(Referring expression grounding data)
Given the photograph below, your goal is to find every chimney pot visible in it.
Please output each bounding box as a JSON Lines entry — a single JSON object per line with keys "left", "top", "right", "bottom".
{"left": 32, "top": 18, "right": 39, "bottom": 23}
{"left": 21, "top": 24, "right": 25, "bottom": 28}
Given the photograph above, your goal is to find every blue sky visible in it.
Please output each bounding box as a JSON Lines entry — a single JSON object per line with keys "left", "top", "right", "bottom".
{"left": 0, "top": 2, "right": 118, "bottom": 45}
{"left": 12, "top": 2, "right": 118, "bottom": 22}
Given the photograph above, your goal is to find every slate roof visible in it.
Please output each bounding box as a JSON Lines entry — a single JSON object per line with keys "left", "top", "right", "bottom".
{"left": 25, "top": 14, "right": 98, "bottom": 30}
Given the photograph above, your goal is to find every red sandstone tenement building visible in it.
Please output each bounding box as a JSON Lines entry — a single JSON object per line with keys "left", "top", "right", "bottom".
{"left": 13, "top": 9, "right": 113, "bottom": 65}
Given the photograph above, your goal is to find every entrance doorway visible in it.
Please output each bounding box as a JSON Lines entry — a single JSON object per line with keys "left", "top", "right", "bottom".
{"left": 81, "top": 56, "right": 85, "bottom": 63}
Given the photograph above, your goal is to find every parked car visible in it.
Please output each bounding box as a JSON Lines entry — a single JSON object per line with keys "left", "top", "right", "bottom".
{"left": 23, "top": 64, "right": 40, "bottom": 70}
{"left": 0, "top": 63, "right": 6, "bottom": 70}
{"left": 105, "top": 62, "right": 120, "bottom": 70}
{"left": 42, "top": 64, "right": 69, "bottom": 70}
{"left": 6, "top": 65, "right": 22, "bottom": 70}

#### Work task:
Wherever "Given" occurs in the records above, copy the line it sits in.

#### Written answer:
Given the photograph below, your goal is to find every chimney pot visible in it.
Given the photograph above, your goal is to find every blue sky visible in it.
Given the photograph above, your goal is to find every slate roof visible in it.
Given the photograph above, your goal is to find every red sandstone tenement building visible in it.
Given the photograph above, your goal is to find every entrance doorway visible in it.
Given the photograph above, your goal is to find every parked car visible in it.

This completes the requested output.